======== Material

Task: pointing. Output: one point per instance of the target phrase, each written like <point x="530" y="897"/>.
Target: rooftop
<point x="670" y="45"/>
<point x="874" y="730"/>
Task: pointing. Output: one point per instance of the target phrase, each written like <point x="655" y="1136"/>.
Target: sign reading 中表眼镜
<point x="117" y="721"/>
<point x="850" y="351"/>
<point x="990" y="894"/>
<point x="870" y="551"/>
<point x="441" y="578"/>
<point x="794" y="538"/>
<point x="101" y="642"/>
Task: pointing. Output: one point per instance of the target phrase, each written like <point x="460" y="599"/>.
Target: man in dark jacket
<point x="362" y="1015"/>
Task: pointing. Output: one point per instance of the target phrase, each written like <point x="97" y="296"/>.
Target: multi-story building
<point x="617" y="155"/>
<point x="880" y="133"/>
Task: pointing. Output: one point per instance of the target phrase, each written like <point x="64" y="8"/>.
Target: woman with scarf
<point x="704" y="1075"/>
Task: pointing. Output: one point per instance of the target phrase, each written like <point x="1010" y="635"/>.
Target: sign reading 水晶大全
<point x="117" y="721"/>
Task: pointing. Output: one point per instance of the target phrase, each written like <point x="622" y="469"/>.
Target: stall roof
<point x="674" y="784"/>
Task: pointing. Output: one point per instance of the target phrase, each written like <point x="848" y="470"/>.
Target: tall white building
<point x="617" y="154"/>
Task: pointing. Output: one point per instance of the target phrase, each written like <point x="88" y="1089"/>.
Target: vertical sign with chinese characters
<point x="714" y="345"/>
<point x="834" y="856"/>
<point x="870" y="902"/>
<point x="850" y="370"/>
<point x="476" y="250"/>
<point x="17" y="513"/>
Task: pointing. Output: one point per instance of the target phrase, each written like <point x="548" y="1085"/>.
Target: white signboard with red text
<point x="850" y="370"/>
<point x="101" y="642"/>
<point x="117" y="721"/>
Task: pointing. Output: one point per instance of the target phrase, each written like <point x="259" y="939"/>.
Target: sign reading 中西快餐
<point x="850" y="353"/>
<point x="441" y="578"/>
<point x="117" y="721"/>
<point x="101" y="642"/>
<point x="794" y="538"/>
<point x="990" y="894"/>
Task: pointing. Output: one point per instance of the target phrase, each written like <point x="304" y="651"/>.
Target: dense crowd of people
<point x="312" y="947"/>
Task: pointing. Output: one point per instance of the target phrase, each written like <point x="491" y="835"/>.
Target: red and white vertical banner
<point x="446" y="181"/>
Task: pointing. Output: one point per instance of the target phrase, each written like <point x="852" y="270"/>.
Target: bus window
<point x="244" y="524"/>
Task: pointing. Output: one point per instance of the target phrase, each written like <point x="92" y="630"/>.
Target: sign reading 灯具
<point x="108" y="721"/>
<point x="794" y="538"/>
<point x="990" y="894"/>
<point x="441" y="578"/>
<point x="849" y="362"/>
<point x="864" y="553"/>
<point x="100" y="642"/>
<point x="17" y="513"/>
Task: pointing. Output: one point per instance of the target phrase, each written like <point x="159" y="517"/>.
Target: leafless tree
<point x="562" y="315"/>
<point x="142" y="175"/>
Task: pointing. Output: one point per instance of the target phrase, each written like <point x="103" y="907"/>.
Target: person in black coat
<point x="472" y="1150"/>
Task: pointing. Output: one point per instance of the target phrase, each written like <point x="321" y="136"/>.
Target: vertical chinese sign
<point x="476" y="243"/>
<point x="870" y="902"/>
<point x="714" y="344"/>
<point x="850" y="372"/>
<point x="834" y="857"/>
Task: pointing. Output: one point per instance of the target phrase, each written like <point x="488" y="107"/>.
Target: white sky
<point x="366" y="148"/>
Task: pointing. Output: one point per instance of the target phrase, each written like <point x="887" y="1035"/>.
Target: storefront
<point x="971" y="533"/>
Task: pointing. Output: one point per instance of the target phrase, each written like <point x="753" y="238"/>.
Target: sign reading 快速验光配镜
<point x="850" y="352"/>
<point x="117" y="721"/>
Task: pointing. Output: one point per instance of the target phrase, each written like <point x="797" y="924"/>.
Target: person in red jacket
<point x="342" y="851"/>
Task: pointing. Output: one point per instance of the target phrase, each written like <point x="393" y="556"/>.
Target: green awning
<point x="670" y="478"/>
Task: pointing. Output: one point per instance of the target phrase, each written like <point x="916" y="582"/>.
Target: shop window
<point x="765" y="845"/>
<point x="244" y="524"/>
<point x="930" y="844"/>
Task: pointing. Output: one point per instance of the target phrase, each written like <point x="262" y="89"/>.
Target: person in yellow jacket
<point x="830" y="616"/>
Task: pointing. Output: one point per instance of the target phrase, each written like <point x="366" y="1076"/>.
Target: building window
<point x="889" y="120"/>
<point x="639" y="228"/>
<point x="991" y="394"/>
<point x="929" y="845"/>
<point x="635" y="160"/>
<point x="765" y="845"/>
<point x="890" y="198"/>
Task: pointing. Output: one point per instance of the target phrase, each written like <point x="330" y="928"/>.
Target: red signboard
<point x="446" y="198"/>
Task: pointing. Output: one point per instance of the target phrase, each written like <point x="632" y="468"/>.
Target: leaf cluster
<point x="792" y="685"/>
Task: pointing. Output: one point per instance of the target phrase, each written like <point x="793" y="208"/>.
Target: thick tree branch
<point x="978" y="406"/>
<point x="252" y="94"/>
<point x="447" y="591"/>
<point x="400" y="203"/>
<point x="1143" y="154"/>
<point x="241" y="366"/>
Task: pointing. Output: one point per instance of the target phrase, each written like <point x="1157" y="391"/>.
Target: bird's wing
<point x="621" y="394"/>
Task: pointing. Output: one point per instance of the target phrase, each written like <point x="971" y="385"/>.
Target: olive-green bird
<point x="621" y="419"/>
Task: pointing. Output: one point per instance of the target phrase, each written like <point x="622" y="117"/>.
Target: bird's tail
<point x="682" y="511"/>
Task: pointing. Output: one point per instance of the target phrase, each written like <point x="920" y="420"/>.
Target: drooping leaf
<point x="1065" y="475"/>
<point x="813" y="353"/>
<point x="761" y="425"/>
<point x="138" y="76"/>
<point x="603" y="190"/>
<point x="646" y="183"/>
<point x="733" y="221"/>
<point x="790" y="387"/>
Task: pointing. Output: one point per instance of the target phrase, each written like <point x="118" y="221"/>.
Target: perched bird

================

§ **Challenge**: Quote the data above in full, changing nothing.

§ **Exercise answer**:
Task: pointing. Output: one point per instance of the target phrase, each written like <point x="530" y="897"/>.
Target: rooftop
<point x="670" y="45"/>
<point x="874" y="730"/>
Task: pointing. Output: one point per instance of the target phrase, each written like <point x="655" y="1136"/>.
Target: sign reading 中表眼镜
<point x="117" y="721"/>
<point x="850" y="351"/>
<point x="990" y="894"/>
<point x="870" y="551"/>
<point x="441" y="578"/>
<point x="794" y="538"/>
<point x="101" y="642"/>
Task: pointing. Output: one point per instance of the target phrase, each written like <point x="460" y="599"/>.
Target: man in dark jacket
<point x="362" y="1015"/>
Task: pointing. Output: one point per instance of the target phrase, each written like <point x="97" y="296"/>.
Target: multi-story building
<point x="617" y="155"/>
<point x="880" y="133"/>
Task: pointing. Output: one point per instance of the target phrase, each written like <point x="64" y="8"/>.
Target: woman with scarf
<point x="704" y="1075"/>
Task: pointing. Output: one point per instance of the target phrase, each written like <point x="1010" y="635"/>.
Target: sign reading 水晶大全
<point x="117" y="721"/>
Task: pointing. Output: one point per instance of the target phrase, each written like <point x="622" y="469"/>.
Target: stall roof
<point x="674" y="784"/>
Task: pointing. Output: one point per instance of the target phrase, each written like <point x="848" y="470"/>.
Target: tall white building
<point x="617" y="154"/>
Task: pointing. Output: one point per instance of the target phrase, each written like <point x="88" y="1089"/>.
Target: vertical sign with chinese characters
<point x="714" y="345"/>
<point x="834" y="856"/>
<point x="870" y="902"/>
<point x="850" y="370"/>
<point x="476" y="250"/>
<point x="17" y="513"/>
Task: pointing. Output: one point per instance of the target phrase, each written like <point x="548" y="1085"/>.
Target: white signboard with red text
<point x="850" y="370"/>
<point x="101" y="642"/>
<point x="117" y="721"/>
Task: pointing. Output: one point per instance of the target phrase, each written like <point x="259" y="939"/>.
Target: sign reading 中西快餐
<point x="850" y="353"/>
<point x="441" y="578"/>
<point x="117" y="721"/>
<point x="101" y="642"/>
<point x="794" y="538"/>
<point x="990" y="894"/>
Task: pointing. Output: one point per instance of the target phrase, each written like <point x="304" y="651"/>.
Target: dense crowd of people
<point x="312" y="947"/>
Task: pointing. Output: one point per instance of the target phrase, each written like <point x="491" y="835"/>.
Target: red and white vertical banner
<point x="446" y="181"/>
Task: pointing. Output: one point per instance of the target phrase, each written like <point x="852" y="270"/>.
Target: bus window
<point x="244" y="524"/>
Task: pointing. Output: one point per instance of the target phrase, each written like <point x="92" y="630"/>.
Target: sign reading 灯具
<point x="108" y="721"/>
<point x="794" y="538"/>
<point x="990" y="894"/>
<point x="441" y="578"/>
<point x="849" y="362"/>
<point x="864" y="553"/>
<point x="100" y="642"/>
<point x="17" y="513"/>
Task: pointing. Output: one point per instance of the target phrase, each written like <point x="159" y="517"/>.
Target: leafless tree
<point x="562" y="315"/>
<point x="142" y="175"/>
Task: pointing. Output: one point per instance of the target phrase, each written like <point x="103" y="907"/>.
Target: person in black coat
<point x="472" y="1150"/>
Task: pointing. Output: one point per instance of the target phrase, each written like <point x="321" y="136"/>.
Target: vertical chinese sign
<point x="476" y="243"/>
<point x="870" y="902"/>
<point x="714" y="344"/>
<point x="850" y="372"/>
<point x="834" y="857"/>
Task: pointing. Output: one point per instance of the target phrase, each written like <point x="488" y="107"/>.
Target: white sky
<point x="366" y="148"/>
Task: pointing. Output: one point per instance of the target phrase, each written like <point x="887" y="1035"/>.
Target: storefront
<point x="971" y="533"/>
Task: pointing. Output: one point per instance of the target phrase, each written like <point x="753" y="238"/>.
Target: sign reading 快速验光配镜
<point x="850" y="352"/>
<point x="117" y="721"/>
Task: pointing. Output: one point per instance of the target phrase, each written like <point x="797" y="924"/>.
Target: person in red jacket
<point x="342" y="851"/>
Task: pointing. Output: one point per instance of the target phrase, each written like <point x="393" y="556"/>.
Target: green awning
<point x="670" y="478"/>
Task: pointing. Output: one point per instance of the target phrase, each written like <point x="916" y="582"/>.
Target: shop window
<point x="765" y="845"/>
<point x="244" y="524"/>
<point x="930" y="844"/>
Task: pointing. Output: one point per instance of the target phrase, each written like <point x="262" y="89"/>.
Target: person in yellow jacket
<point x="830" y="616"/>
Task: pointing. Output: one point per instance of the target phrase, each written like <point x="366" y="1076"/>.
Target: building window
<point x="889" y="120"/>
<point x="639" y="228"/>
<point x="991" y="394"/>
<point x="929" y="845"/>
<point x="635" y="160"/>
<point x="765" y="845"/>
<point x="890" y="198"/>
Task: pointing. Output: one point per instance of the target phrase, each written like <point x="330" y="928"/>.
Target: red signboard
<point x="446" y="198"/>
Task: pointing. Output: one point per instance of the target phrase, each written like <point x="632" y="468"/>.
Target: leaf cluster
<point x="792" y="685"/>
Task: pointing. Output: one point per instance of the target phrase, each written like <point x="793" y="208"/>.
Target: thick tree branch
<point x="978" y="406"/>
<point x="252" y="94"/>
<point x="447" y="591"/>
<point x="400" y="203"/>
<point x="1143" y="154"/>
<point x="241" y="366"/>
Task: pointing. Output: one point per instance of the target phrase, each written like <point x="1157" y="391"/>.
Target: bird's wing
<point x="621" y="394"/>
Task: pointing. Output: one point per instance of the target phrase, each written like <point x="971" y="385"/>.
Target: olive-green bird
<point x="621" y="419"/>
Task: pointing. Output: one point per instance of the target phrase, each written like <point x="622" y="117"/>.
Target: bird's tail
<point x="682" y="511"/>
Task: pointing. Output: one point per instance of the target phrase, each written like <point x="920" y="420"/>.
Target: drooping leaf
<point x="1065" y="475"/>
<point x="813" y="353"/>
<point x="761" y="425"/>
<point x="138" y="76"/>
<point x="603" y="190"/>
<point x="646" y="183"/>
<point x="733" y="221"/>
<point x="790" y="387"/>
Task: pointing. Output: one point per instance of the target phrase, each written like <point x="118" y="221"/>.
Target: perched bird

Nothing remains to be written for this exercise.